**EXERCISE DIRECTIONS**
Each of the entries beneath this task should be written out exactly.
********************
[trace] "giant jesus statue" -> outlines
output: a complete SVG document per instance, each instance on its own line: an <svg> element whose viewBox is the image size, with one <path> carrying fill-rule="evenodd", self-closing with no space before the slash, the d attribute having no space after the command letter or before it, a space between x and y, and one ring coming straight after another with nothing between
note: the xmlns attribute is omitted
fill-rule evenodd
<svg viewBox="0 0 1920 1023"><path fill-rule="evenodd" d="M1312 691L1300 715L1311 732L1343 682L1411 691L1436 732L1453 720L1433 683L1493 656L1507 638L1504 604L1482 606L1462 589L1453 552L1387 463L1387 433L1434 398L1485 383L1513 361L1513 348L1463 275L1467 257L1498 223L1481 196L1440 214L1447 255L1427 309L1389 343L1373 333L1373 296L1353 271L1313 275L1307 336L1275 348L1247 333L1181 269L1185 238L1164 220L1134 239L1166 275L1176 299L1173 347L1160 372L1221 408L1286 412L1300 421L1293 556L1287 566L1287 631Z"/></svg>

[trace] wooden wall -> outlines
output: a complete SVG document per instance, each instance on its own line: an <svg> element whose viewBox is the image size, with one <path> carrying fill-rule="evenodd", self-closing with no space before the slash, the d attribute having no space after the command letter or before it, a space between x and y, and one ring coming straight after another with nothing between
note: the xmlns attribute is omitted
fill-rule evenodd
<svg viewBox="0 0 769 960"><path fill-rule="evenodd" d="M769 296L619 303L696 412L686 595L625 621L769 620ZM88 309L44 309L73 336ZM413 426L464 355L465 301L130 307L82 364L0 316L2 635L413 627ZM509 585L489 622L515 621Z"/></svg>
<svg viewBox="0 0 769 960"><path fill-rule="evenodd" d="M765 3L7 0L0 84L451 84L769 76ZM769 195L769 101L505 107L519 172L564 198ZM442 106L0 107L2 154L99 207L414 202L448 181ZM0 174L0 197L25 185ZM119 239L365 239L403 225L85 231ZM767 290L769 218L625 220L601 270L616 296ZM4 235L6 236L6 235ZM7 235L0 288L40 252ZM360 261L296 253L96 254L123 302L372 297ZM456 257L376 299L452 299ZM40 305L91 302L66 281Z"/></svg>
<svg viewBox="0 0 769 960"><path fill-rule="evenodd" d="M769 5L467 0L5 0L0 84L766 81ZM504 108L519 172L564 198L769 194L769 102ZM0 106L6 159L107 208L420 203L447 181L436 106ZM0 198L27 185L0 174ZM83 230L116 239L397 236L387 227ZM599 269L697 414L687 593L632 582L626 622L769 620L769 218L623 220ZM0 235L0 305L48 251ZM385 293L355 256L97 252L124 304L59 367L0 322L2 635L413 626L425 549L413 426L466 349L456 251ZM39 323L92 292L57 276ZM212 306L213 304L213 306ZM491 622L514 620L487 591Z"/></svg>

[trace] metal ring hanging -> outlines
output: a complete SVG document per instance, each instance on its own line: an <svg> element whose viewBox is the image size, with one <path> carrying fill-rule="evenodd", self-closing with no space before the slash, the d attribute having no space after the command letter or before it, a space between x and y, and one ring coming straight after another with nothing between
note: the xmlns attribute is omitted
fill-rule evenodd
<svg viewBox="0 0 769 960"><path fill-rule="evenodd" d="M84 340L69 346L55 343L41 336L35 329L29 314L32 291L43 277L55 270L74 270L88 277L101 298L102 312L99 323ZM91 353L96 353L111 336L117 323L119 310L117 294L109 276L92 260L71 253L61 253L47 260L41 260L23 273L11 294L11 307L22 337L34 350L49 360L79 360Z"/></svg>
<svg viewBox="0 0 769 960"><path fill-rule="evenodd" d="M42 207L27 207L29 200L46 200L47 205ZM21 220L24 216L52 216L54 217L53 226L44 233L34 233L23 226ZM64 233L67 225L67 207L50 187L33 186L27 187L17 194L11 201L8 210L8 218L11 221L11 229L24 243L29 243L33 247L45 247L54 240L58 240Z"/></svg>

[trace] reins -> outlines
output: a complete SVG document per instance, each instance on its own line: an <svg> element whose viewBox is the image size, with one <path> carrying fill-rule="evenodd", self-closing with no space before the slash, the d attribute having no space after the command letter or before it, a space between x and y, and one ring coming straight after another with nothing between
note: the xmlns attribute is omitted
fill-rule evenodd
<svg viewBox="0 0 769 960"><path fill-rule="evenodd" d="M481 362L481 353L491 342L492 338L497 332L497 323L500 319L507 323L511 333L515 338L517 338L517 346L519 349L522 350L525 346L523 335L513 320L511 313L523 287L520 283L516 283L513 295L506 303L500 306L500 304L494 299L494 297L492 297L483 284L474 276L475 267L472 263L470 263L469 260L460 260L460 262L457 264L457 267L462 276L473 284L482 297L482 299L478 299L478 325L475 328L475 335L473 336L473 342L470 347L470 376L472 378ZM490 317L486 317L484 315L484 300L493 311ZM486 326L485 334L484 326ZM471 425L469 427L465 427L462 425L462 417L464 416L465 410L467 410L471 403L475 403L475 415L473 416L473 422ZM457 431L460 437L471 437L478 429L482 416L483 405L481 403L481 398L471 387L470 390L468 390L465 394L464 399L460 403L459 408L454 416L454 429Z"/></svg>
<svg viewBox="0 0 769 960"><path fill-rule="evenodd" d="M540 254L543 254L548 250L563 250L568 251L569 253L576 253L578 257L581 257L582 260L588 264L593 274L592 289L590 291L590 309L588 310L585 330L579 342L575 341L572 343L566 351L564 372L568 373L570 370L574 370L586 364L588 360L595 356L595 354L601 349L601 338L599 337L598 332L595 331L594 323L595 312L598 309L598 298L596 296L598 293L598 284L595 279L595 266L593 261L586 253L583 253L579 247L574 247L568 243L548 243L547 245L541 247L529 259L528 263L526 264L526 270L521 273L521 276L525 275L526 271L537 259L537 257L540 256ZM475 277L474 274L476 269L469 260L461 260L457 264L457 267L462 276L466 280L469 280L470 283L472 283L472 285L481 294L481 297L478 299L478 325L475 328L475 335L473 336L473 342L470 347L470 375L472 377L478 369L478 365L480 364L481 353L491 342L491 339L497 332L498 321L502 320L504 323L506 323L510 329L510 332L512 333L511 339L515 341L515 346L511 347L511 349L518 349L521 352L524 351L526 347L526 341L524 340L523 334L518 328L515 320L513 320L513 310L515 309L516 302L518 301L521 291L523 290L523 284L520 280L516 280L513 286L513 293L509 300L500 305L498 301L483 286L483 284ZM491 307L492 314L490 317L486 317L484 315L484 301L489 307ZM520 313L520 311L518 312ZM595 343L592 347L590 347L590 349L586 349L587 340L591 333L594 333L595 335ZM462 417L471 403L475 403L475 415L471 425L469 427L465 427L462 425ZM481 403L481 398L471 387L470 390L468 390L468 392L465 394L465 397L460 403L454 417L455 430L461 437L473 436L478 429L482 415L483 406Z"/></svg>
********************
**EXERCISE OUTPUT**
[trace] "giant jesus statue" -> outlines
output: a complete SVG document per instance, each instance on its own line: an <svg> element whose viewBox is the image size, with one <path> carrying fill-rule="evenodd", self-closing with no space before the slash, the d attribute having no space after the command letter or before it, a space between x and y, and one ring coming straight after another with nothing between
note: the xmlns attribute is omitted
fill-rule evenodd
<svg viewBox="0 0 1920 1023"><path fill-rule="evenodd" d="M1312 691L1300 715L1311 732L1343 682L1411 691L1436 732L1453 720L1433 683L1493 656L1507 638L1504 604L1482 606L1462 589L1453 552L1387 463L1387 433L1434 398L1485 383L1513 361L1513 348L1463 275L1467 257L1498 223L1481 196L1440 214L1447 255L1427 309L1389 343L1373 333L1373 296L1353 271L1313 275L1307 336L1275 348L1247 333L1181 269L1185 238L1164 220L1134 239L1166 275L1176 299L1173 347L1160 372L1221 408L1286 412L1300 421L1293 556L1287 566L1287 631Z"/></svg>

[trace] wooden wall -> outlines
output: a complete SVG document per instance, each instance on its own line: an <svg> element whose viewBox is the image size, with one <path> carrying fill-rule="evenodd", self-closing with no space before the slash, the d attribute having no space after the command letter or before it, a space between x and y, and one ring coming straight after another with nothing between
note: the xmlns attribute is omitted
fill-rule evenodd
<svg viewBox="0 0 769 960"><path fill-rule="evenodd" d="M769 296L619 303L696 412L686 595L625 621L769 620ZM88 309L44 309L73 336ZM413 426L464 355L465 301L130 307L82 364L0 316L2 635L413 627ZM509 585L489 622L515 621Z"/></svg>
<svg viewBox="0 0 769 960"><path fill-rule="evenodd" d="M765 3L7 0L0 84L451 84L769 76ZM769 195L769 101L505 107L519 172L564 198ZM442 106L0 107L2 154L99 207L414 202L448 181ZM0 174L0 197L25 185ZM119 239L365 239L403 225L85 231ZM767 290L769 218L625 220L601 270L616 296ZM4 235L6 236L6 235ZM7 235L0 288L40 252ZM360 261L296 253L96 254L123 302L372 297ZM456 257L376 299L452 299ZM40 305L91 302L66 281Z"/></svg>
<svg viewBox="0 0 769 960"><path fill-rule="evenodd" d="M769 5L467 0L5 0L0 84L766 81ZM504 108L519 172L564 198L769 194L769 102ZM0 106L6 159L107 208L420 203L447 181L436 106ZM0 198L27 185L0 174ZM83 230L116 239L397 236L387 227ZM599 269L697 414L687 593L632 582L626 622L769 620L769 218L623 220ZM0 235L0 305L48 251ZM385 293L355 256L97 252L124 304L59 367L0 322L2 635L413 626L425 549L413 426L466 349L456 251ZM39 323L92 292L57 276ZM212 306L213 304L213 306ZM491 622L514 620L487 591Z"/></svg>

[trace] metal ring hanging -> outlines
output: a complete SVG document per instance, each instance on its own line: an <svg> element whose viewBox is the image size, with one <path> carrying fill-rule="evenodd", self-closing with no space before the slash, the d attribute having no space after the command letter or before it, a space between x and y, and one ring coming straight after another with nothing between
note: the xmlns attribute is omitted
fill-rule evenodd
<svg viewBox="0 0 769 960"><path fill-rule="evenodd" d="M84 340L69 346L55 343L41 336L35 329L29 314L32 291L43 277L55 270L74 270L88 277L101 298L102 312L99 323ZM91 353L96 353L111 336L117 323L119 310L117 294L109 276L92 260L71 253L61 253L47 260L41 260L23 273L11 294L11 307L22 337L34 350L49 360L79 360Z"/></svg>
<svg viewBox="0 0 769 960"><path fill-rule="evenodd" d="M42 207L27 207L29 200L46 200L47 205ZM21 220L24 216L52 216L54 217L53 226L44 233L34 233L23 226ZM64 233L67 225L67 207L50 187L33 186L27 187L17 194L11 201L8 210L8 218L11 221L11 229L24 243L29 243L33 247L45 247L54 240L58 240Z"/></svg>

[trace] reins -> outlines
output: a complete SVG document per instance, each instance on its own line: an <svg> element whose viewBox is the image size, with one <path> carrying fill-rule="evenodd", self-closing with no space before the slash, the d attribute having no space after the command letter or before it, a space between x and y, and one ring coming straight after another with nothing between
note: the xmlns attribute is omitted
fill-rule evenodd
<svg viewBox="0 0 769 960"><path fill-rule="evenodd" d="M481 362L481 353L491 342L492 338L497 332L497 323L500 319L507 323L511 333L515 338L517 338L517 346L519 349L522 350L525 346L523 335L513 320L511 313L523 287L520 283L516 283L513 295L506 303L500 306L500 304L494 299L494 297L492 297L483 284L474 276L475 267L472 263L470 263L469 260L460 260L460 262L457 264L457 267L462 276L473 284L482 297L482 299L478 299L478 325L475 328L475 335L473 336L473 342L470 347L470 376L472 378ZM490 317L486 317L484 315L484 300L493 311ZM486 326L485 334L484 326ZM471 425L469 427L465 427L462 425L462 417L464 416L465 410L467 410L471 403L475 403L475 415L473 416L473 422ZM457 431L460 437L471 437L478 429L482 416L483 405L481 403L481 398L471 387L470 390L468 390L465 394L464 399L460 403L459 408L454 416L454 429Z"/></svg>
<svg viewBox="0 0 769 960"><path fill-rule="evenodd" d="M540 254L543 254L548 250L563 250L568 251L569 253L576 253L578 257L581 257L582 260L588 264L593 274L592 289L590 291L590 309L588 310L585 330L579 342L575 341L572 343L566 351L564 372L568 373L570 370L574 370L586 364L588 360L595 356L595 354L601 349L601 338L599 337L598 332L595 331L594 323L595 312L598 309L598 298L596 296L598 293L598 284L595 279L595 266L593 261L586 253L583 253L579 247L574 247L568 243L548 243L547 245L541 247L529 259L528 263L526 264L526 270L521 273L521 276L525 275L526 271L537 259L537 257L540 256ZM475 277L474 274L476 269L469 260L461 260L457 264L457 267L462 276L466 280L469 280L470 283L472 283L472 285L481 294L481 297L478 299L478 325L475 328L475 335L473 336L473 342L470 347L470 375L472 377L478 369L478 365L480 364L481 353L491 342L491 339L497 332L498 321L502 320L504 323L506 323L510 329L510 332L512 333L511 339L515 341L515 346L511 347L511 349L518 349L521 352L524 351L526 347L526 341L524 340L523 334L518 328L515 320L513 320L513 310L515 309L516 302L518 301L521 291L523 290L523 284L520 280L516 280L513 286L513 293L509 300L500 305L498 301L483 286L483 284ZM491 307L492 314L490 317L486 317L484 315L484 301L489 307ZM520 313L520 311L518 312ZM595 343L592 347L590 347L590 349L586 349L587 340L591 333L594 333L595 335ZM462 417L471 403L475 403L475 415L471 425L469 427L465 427L462 425ZM481 403L481 398L471 387L470 390L468 390L468 392L465 394L465 397L460 403L454 417L455 430L461 437L473 436L478 429L482 415L483 406Z"/></svg>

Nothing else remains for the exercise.